Task objective:
Reproduce word for word everything in the listing below, from the line containing "on the rocky" down to the last line of the listing, and nothing else.

Items:

____

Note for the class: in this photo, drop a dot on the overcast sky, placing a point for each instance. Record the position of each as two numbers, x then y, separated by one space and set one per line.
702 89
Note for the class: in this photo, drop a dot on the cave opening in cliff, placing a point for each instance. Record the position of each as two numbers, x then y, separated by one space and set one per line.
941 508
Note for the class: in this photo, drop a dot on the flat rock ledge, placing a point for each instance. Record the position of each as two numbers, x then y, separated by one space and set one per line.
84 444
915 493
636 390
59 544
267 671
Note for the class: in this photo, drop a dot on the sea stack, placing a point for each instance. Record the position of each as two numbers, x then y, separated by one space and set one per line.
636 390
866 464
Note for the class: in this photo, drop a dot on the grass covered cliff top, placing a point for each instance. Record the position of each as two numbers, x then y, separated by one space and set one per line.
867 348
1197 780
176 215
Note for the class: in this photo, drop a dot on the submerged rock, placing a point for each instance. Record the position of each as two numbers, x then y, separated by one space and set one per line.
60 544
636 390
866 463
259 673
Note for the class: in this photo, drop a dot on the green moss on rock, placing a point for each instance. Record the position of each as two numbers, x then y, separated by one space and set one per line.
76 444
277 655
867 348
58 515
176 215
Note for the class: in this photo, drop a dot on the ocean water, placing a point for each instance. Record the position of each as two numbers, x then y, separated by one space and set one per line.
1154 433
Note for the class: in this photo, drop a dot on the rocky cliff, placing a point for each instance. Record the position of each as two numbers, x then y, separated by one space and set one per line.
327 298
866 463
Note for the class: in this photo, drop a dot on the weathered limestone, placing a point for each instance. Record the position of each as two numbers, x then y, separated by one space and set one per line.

____

Finished task:
Note for the class: in this photo, drop a dot on the rocky cliff, placing a point for each instance. Record the position of each as two numbers, x then y, separated by one space and set one per line.
327 298
866 463
Note for the class: in this photo, drop a dot on the weathered limestone, placing a point for each instance. Record the position of each as two numbers, x then y, separated by one space and set one per line.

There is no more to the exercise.